◆ Information provided:
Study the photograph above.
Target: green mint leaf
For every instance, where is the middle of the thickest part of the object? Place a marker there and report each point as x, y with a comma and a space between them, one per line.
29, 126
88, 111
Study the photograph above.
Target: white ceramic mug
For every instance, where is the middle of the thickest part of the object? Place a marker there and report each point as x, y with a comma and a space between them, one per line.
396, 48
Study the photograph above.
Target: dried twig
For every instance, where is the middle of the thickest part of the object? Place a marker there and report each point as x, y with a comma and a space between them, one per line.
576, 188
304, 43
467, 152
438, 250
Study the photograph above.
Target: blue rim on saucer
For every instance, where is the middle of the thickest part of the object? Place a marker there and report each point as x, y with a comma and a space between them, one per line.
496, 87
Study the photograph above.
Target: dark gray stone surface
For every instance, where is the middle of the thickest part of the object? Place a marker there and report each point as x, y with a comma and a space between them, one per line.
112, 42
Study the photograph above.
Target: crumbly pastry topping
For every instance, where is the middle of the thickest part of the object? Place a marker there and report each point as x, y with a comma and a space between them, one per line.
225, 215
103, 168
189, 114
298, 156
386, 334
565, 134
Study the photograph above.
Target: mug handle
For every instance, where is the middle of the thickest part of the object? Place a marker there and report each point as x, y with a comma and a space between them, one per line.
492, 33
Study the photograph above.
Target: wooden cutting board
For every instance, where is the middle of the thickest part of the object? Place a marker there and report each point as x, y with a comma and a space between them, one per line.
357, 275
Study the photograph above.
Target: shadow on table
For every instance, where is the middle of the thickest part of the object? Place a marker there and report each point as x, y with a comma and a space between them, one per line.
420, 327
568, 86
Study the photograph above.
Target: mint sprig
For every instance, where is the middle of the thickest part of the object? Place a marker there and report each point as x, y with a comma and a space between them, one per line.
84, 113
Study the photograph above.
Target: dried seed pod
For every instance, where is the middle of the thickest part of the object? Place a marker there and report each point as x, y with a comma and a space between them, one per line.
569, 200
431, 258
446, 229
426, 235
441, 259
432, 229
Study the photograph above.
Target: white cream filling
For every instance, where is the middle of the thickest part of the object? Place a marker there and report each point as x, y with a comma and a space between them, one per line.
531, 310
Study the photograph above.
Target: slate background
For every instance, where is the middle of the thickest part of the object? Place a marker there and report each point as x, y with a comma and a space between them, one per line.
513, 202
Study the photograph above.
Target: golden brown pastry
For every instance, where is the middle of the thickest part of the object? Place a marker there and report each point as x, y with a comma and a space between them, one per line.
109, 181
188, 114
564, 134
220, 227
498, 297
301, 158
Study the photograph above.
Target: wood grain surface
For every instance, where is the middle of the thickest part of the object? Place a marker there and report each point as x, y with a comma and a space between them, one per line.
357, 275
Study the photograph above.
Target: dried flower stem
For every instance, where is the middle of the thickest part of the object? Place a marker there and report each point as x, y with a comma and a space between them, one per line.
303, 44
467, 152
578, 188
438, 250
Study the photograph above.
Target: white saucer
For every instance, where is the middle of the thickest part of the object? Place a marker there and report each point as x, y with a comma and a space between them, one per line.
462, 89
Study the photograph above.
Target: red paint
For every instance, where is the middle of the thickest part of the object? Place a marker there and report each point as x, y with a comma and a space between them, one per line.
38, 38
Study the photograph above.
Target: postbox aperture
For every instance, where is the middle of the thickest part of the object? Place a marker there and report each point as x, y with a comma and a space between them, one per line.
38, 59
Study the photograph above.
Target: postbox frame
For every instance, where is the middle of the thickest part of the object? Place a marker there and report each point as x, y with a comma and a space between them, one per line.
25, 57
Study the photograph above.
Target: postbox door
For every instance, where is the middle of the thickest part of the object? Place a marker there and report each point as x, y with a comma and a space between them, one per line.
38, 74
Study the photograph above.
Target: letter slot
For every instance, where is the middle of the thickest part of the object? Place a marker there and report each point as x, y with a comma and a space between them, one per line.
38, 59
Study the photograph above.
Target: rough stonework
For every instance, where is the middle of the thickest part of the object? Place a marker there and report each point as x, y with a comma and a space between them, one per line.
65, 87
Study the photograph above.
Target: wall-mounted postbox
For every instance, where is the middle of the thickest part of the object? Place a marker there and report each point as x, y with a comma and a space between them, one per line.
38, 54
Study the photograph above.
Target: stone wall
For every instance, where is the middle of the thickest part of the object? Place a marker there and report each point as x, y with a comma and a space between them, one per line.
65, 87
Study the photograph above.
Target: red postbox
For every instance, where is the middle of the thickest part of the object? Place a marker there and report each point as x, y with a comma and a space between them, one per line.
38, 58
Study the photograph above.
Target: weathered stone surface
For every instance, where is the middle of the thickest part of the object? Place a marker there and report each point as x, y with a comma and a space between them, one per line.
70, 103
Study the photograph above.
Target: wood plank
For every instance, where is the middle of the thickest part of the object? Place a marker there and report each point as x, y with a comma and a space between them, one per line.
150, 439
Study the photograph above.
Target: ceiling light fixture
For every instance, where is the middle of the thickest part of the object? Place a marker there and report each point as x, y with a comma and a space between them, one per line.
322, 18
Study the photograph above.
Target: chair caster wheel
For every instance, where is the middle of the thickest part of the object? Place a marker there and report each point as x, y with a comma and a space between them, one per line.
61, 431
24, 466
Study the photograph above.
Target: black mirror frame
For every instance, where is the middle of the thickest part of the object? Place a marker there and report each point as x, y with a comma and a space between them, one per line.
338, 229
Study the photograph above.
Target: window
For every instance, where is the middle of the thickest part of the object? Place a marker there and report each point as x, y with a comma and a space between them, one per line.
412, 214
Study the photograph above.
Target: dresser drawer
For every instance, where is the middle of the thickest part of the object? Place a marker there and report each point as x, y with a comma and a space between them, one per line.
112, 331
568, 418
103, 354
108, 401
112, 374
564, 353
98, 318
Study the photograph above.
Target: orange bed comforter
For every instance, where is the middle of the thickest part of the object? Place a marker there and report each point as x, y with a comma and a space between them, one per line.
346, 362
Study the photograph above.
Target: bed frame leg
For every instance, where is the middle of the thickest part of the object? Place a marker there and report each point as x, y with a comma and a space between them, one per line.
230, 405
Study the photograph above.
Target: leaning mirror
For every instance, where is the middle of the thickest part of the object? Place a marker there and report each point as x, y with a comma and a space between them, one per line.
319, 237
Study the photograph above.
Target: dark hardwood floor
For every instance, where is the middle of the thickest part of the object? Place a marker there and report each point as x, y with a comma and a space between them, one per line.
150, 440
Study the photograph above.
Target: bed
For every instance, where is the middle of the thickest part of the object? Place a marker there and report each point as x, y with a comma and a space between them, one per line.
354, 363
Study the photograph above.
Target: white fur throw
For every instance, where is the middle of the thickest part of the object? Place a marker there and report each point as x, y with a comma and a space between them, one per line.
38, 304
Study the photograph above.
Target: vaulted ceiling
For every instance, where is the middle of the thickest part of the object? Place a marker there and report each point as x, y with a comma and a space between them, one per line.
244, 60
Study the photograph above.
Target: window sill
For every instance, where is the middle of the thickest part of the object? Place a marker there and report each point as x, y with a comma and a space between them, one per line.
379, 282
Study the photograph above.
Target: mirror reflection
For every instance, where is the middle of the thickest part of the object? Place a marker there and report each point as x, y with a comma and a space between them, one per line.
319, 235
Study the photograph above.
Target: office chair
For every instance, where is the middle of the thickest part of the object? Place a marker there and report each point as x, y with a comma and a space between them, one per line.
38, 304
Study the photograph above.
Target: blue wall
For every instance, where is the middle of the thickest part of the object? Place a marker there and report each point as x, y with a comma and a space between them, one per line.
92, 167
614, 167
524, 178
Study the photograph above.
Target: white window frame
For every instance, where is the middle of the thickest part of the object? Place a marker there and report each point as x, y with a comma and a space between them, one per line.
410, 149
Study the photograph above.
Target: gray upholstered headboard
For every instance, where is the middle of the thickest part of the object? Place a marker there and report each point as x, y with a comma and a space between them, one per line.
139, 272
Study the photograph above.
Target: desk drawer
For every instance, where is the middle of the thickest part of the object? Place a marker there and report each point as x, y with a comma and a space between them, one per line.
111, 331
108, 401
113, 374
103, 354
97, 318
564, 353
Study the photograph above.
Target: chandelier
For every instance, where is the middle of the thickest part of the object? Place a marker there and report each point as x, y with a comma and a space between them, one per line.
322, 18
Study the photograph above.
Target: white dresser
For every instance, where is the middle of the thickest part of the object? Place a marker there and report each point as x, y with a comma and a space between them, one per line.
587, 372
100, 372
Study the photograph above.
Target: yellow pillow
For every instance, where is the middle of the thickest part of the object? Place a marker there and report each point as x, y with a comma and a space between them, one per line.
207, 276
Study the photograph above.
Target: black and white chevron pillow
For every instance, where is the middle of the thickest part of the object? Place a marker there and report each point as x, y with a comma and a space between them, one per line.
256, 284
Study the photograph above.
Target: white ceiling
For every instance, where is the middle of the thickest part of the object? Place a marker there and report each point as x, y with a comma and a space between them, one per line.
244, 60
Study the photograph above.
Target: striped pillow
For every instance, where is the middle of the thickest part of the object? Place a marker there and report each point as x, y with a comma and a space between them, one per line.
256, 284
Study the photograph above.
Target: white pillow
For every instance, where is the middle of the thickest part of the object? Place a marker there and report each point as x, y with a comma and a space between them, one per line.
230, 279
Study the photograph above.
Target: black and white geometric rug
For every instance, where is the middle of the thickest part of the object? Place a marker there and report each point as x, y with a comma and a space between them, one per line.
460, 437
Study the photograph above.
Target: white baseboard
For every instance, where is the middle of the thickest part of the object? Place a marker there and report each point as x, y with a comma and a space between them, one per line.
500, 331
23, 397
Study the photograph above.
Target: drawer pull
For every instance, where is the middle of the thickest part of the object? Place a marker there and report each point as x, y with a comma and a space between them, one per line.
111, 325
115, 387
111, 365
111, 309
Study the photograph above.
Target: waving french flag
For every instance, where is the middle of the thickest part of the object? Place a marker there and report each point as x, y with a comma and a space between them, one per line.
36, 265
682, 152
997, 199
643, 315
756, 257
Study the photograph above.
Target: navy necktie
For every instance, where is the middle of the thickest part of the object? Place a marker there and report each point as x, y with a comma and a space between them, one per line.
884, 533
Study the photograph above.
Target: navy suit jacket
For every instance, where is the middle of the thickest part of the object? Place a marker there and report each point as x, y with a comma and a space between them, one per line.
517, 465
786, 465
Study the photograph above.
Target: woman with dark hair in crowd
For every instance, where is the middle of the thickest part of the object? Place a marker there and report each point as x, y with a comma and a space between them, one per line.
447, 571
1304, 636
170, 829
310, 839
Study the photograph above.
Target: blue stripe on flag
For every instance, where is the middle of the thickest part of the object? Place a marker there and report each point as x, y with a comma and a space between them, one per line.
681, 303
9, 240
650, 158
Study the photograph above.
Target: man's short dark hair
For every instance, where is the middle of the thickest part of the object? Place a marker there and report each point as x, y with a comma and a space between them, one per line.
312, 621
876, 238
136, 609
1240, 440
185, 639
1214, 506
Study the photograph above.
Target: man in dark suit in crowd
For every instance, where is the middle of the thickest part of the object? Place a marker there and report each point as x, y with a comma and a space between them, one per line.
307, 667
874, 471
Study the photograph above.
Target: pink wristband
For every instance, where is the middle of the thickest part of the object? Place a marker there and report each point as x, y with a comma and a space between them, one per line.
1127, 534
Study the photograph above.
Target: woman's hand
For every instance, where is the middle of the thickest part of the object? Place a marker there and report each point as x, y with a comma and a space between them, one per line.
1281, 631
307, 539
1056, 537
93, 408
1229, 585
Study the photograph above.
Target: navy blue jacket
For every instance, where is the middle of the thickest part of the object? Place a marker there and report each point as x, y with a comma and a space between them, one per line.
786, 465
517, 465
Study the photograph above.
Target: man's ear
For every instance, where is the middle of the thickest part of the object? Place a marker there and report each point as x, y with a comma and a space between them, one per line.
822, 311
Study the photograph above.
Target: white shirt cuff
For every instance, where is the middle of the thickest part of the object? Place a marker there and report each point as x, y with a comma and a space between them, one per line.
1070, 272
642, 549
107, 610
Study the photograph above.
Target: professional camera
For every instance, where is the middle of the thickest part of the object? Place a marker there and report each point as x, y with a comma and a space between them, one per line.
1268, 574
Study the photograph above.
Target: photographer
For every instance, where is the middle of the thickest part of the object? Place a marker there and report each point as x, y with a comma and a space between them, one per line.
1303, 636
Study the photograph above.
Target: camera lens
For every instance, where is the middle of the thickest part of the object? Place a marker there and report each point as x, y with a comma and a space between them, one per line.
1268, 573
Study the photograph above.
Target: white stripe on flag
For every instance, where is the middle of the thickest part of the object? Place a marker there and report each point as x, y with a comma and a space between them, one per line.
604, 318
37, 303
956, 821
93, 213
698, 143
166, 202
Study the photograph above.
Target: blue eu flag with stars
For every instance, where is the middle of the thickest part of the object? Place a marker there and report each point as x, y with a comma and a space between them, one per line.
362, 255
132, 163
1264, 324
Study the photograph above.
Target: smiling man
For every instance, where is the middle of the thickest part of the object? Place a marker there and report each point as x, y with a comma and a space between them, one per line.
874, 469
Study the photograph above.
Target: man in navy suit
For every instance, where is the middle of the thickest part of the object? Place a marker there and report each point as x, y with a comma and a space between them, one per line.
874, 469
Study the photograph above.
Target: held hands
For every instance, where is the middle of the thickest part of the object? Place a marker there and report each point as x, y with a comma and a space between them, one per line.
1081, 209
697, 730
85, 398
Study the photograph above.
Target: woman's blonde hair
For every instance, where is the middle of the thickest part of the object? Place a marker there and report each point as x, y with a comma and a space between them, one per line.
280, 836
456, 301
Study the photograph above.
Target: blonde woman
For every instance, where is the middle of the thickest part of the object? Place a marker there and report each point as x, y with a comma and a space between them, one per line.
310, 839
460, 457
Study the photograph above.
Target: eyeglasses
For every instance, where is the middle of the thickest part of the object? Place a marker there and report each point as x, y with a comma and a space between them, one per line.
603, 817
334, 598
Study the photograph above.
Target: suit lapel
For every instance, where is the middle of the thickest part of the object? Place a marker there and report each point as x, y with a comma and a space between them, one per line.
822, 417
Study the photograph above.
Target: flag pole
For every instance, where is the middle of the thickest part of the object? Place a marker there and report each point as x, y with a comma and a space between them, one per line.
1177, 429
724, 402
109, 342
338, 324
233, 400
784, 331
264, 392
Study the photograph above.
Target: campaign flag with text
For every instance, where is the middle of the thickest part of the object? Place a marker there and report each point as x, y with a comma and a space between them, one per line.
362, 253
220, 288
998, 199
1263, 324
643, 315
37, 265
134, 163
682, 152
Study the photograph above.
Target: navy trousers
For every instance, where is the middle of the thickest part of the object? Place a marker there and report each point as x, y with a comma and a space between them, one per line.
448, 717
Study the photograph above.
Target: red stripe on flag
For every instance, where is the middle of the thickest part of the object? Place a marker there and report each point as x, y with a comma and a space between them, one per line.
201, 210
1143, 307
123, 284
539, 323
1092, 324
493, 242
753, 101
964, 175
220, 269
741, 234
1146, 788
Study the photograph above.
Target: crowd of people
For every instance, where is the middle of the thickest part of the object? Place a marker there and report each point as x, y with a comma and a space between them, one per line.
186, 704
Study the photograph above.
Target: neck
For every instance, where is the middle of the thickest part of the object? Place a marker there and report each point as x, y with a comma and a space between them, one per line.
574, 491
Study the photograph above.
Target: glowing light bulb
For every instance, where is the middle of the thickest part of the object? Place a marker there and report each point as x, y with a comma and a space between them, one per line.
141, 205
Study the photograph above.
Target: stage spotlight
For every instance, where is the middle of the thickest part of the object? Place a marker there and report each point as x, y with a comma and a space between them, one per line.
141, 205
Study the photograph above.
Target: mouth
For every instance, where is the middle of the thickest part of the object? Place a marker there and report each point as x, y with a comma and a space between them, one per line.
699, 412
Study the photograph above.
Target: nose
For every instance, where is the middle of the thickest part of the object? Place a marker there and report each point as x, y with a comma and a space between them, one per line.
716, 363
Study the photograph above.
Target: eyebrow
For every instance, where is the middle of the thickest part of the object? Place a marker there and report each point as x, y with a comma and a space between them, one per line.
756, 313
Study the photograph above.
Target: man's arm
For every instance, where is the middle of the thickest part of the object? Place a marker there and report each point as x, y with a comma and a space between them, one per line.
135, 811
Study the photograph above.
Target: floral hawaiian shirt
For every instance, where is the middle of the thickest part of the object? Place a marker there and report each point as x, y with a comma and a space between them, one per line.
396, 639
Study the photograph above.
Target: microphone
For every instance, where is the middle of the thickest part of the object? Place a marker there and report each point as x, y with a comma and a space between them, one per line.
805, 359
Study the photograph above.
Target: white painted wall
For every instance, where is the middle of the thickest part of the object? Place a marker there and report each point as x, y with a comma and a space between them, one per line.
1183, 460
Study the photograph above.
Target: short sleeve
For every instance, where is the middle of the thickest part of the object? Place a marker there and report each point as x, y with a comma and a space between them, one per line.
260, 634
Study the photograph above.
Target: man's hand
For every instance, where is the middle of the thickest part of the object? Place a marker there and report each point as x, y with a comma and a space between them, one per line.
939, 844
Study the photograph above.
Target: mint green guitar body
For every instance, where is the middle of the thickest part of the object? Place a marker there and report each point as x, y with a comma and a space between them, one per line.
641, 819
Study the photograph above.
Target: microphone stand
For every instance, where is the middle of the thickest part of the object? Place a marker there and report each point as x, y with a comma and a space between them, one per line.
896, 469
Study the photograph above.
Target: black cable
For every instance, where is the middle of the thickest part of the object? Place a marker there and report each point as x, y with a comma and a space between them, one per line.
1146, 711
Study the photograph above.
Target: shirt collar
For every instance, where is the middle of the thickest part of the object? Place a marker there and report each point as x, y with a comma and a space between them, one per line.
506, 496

◆ What you should do: Pick out each line in the records above that contains the word "suit", and copy those lines.

◆ Solution to this problem:
Target: navy suit jacket
Target: man in dark suit in crowd
Target: man in navy suit
Target: suit lapel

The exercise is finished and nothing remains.